▶ SOURCE TEXT
We see this plan as the Snowy Hydro of solar. This is our opportunity to put together the resources required – that’s the concrete, steel and glass, the labour force, the businesses, the industries, to get this job done. And what we’ve done in order to fast track that, to get it on track, is we’ve put together an expert team of scientists, engineers, experts in all fields – in all sorts of fields – including: chemical engineers, mechanical engineers, electrical engineers. We’ve got PhD students, they’re from industry, academia, from regulatory and they’ve been able to work together as a team. It’s about rolling the sleeves up and getting the job done. And they’ve really worked their guts out. Ten thousand – you know – thousands of hours of unpaid pro bono work, consulting time worth tens of thousands of dollars for each of them, and they’ve put that in and they’ve been willing to do this.

We got together with the university, and the university a major contributor to the project, almost half of the researchers are from Melbourne University. So we really thank them for making this happen. And their, certainly, assisting in the launch and publishing of the book is really helpful.

This is a part of a greater plan to look at each of the sectors of the economy: that’s buildings, transport –and some you don’t hear about – industrial processes, and land use change in forestry and agriculture. How can we become the renewable energy superpower and move away from being the old economy superpower to the new economy energy superpower? And given that we’ve got the renewable energy superpower resource, just like we had the fossil fuel superpower resource, it’s not going to be too difficult a transition.

▶ DATA
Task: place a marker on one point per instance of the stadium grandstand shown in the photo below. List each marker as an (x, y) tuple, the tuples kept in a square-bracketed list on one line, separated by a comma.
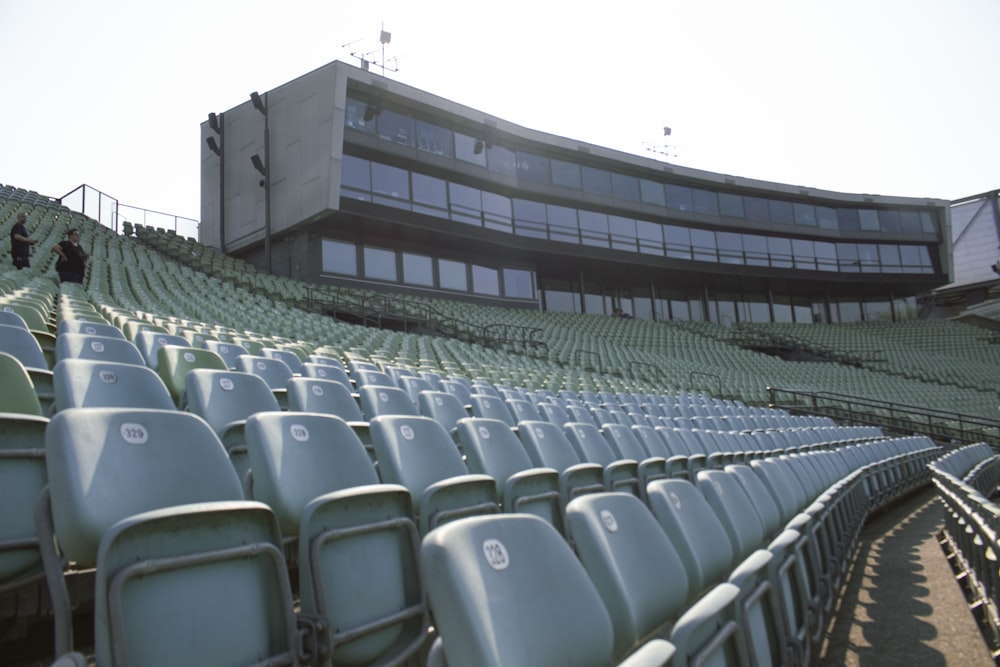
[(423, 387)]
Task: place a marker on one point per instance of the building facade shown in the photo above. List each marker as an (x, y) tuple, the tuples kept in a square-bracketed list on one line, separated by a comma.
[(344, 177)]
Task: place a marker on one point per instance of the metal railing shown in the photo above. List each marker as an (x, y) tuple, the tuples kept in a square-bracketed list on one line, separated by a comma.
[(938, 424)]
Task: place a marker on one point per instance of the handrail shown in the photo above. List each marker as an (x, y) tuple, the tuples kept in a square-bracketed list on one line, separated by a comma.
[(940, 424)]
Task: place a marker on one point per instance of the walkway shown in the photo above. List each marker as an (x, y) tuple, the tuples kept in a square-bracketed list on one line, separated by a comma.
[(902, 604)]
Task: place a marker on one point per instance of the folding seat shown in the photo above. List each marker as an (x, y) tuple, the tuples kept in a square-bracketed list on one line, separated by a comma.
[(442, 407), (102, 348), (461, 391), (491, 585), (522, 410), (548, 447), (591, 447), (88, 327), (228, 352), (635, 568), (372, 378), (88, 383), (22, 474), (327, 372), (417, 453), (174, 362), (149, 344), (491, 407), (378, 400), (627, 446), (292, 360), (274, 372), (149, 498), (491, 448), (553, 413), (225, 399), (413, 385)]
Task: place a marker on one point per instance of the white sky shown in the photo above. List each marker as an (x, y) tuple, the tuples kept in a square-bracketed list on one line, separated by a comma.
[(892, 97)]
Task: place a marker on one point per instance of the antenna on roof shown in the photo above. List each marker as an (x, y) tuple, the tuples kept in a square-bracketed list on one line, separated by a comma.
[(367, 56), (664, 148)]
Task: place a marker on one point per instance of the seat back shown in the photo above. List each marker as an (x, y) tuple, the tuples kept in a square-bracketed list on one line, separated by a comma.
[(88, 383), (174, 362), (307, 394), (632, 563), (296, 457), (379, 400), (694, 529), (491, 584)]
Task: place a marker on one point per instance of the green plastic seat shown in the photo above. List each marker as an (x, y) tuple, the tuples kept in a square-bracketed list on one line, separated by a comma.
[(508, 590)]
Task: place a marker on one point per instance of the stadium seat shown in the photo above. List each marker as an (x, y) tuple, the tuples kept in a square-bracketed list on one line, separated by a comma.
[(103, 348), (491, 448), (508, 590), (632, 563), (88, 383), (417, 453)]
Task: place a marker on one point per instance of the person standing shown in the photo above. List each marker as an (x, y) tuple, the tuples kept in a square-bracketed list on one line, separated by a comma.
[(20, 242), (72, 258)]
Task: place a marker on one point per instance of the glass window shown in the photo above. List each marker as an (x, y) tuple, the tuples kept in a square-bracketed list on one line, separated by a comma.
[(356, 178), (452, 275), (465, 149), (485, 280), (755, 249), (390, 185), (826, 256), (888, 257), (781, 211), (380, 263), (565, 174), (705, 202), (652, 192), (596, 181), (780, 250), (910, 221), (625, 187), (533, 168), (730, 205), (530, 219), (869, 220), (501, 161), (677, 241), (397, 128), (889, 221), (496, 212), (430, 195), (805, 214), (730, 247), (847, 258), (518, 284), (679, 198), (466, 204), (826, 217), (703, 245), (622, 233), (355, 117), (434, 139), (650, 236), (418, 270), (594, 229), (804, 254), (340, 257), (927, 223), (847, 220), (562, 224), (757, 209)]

==

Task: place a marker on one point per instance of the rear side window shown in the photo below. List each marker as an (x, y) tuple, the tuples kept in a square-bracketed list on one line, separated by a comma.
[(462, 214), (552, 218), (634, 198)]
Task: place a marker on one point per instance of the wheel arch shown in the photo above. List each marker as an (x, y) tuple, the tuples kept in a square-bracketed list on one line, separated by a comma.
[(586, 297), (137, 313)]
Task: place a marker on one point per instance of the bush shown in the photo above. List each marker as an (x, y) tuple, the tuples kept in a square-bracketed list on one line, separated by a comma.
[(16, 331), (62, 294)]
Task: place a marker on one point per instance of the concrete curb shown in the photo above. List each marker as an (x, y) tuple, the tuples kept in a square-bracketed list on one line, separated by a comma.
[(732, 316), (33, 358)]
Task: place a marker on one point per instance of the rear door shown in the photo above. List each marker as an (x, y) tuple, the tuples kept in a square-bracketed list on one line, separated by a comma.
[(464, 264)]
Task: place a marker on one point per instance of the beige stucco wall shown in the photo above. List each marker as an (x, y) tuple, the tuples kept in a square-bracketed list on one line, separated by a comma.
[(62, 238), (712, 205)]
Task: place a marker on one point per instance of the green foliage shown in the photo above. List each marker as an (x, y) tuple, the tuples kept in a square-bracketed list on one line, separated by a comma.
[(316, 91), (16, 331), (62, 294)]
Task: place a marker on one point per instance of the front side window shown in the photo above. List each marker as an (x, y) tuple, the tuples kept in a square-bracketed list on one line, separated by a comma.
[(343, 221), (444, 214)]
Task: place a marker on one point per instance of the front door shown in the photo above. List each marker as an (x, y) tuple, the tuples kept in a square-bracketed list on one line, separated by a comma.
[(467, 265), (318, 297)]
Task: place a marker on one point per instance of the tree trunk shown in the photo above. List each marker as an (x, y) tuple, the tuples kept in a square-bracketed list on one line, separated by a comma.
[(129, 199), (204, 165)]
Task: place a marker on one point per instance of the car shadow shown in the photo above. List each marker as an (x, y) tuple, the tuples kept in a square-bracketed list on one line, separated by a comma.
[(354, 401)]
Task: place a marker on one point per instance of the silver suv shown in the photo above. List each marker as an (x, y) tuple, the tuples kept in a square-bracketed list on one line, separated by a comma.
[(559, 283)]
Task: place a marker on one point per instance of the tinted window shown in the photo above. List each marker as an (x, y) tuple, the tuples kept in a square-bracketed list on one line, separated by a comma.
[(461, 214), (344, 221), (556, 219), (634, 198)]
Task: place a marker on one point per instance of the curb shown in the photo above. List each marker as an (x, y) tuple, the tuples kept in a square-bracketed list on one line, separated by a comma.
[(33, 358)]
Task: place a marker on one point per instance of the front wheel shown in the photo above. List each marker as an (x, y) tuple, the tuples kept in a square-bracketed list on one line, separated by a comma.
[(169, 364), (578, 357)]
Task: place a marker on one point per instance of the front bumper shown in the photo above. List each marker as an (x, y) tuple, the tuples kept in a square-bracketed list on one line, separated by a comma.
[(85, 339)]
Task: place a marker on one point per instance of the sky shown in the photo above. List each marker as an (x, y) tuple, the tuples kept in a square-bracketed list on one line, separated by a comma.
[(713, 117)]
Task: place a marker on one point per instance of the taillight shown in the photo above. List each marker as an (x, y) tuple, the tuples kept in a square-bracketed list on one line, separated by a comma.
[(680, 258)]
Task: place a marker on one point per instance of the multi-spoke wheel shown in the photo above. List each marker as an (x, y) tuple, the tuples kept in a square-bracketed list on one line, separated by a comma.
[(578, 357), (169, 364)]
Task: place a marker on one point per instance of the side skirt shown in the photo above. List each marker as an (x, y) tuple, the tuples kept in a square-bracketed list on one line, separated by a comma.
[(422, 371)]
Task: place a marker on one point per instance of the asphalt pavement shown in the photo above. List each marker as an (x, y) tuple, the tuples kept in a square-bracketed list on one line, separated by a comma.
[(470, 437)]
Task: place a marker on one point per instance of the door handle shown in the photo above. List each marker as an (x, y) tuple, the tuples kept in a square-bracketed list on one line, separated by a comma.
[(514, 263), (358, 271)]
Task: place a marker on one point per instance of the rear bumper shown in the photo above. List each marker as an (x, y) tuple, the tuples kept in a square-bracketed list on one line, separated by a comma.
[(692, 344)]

▶ JOBS
(a) Summarize the passage about the solar plan in two sentences.
(b) From the passage about the solar plan, list every sector of the economy named as part of the greater plan.
Base your work only on the passage about the solar plan.

▶ ANSWERS FOR THIS EXERCISE
(a) The plan is called the Snowy Hydro of solar and was developed by an expert team of scientists, engineers, PhD students and others from industry, academia and regulation who gave thousands of hours of unpaid work, with almost half the researchers coming from Melbourne University. It is part of a larger plan covering each sector of the economy, aimed at moving from an old economy superpower to a renewable energy superpower, a transition the speaker says will not be too difficult given the available renewable energy resource.

(b)
- buildings
- transport
- industrial processes
- land use change in forestry and agriculture